WORK TASK:
Pick up the description of the Chinese ivory Doctors Lady carving and carry it on from its final sentence.

TEXT PROVIDED:
A CHINESE IVORY CARVING OF A DOCTORS LADY
R7 000 – R10 000
NOT SUITABLE FOR EXPORT
carved as a nudewoman lying in recumbent position supporting her head with her left arm, her right arm resting demurely on her body, wearing bangles, earrings and embellished necklace, her black hair tied back in a knot, her face with delicate features, repair to foot
In traditional Chinese society, particularly among the upper classes, the separation of the sexes was strictly enforced, these prohibitions applied even to medical doctors who could not directly examine a female patient. Although the doctor might be granted permission to enter the woman’s quarters, it was unthinkable that the woman would expose any part of her body below her collar, above her wrists or her ankles. During the Ming Dynasty (1368-1644), the diagnostic figurine, or Doctors Lady, was developed to aid physicians.

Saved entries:
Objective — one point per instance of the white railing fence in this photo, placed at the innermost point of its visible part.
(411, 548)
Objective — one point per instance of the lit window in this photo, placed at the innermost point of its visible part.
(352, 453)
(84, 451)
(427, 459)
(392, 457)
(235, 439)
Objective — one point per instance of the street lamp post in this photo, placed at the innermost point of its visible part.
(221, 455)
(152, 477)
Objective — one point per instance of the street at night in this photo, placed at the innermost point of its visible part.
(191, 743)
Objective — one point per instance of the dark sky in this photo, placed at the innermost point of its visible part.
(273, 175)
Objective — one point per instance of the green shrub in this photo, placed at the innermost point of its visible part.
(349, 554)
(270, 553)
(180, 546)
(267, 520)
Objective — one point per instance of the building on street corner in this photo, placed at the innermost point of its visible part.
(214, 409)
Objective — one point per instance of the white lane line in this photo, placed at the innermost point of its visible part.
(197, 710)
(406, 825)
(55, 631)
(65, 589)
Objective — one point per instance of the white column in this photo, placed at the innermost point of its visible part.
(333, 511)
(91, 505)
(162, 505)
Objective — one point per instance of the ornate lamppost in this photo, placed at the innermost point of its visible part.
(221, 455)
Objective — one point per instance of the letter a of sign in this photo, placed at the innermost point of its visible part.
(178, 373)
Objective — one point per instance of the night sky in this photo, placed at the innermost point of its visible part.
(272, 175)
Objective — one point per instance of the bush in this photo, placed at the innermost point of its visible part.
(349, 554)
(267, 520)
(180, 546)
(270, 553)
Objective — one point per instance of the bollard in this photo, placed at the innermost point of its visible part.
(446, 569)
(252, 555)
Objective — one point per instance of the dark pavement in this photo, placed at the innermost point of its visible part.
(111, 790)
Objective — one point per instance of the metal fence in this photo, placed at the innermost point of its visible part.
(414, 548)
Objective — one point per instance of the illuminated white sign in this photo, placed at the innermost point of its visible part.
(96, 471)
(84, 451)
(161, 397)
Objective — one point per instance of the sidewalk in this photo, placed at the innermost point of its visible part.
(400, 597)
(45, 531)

TASK RESPONSE:
Ordinarily depicted as completely naked except for her shoes, the ‘’lady’’ reclines on her side or back, her upper leg crossed over her lower one, one arm supporting her head and the other casually draped across her chest. Created from a variety of different materials such as amber, resin, ivory, soapstone or gemstones – These figures catered to a range of social classes.
The Physician would carry such a doll with him on his visits, and pass it through the curtains to the patient, who would mark the afflicted part with charcoal or India ink. A wealthy lady might have her own figurine, which she would send to the doctor, and thereby completely avoid the embarrassment of a physical examination.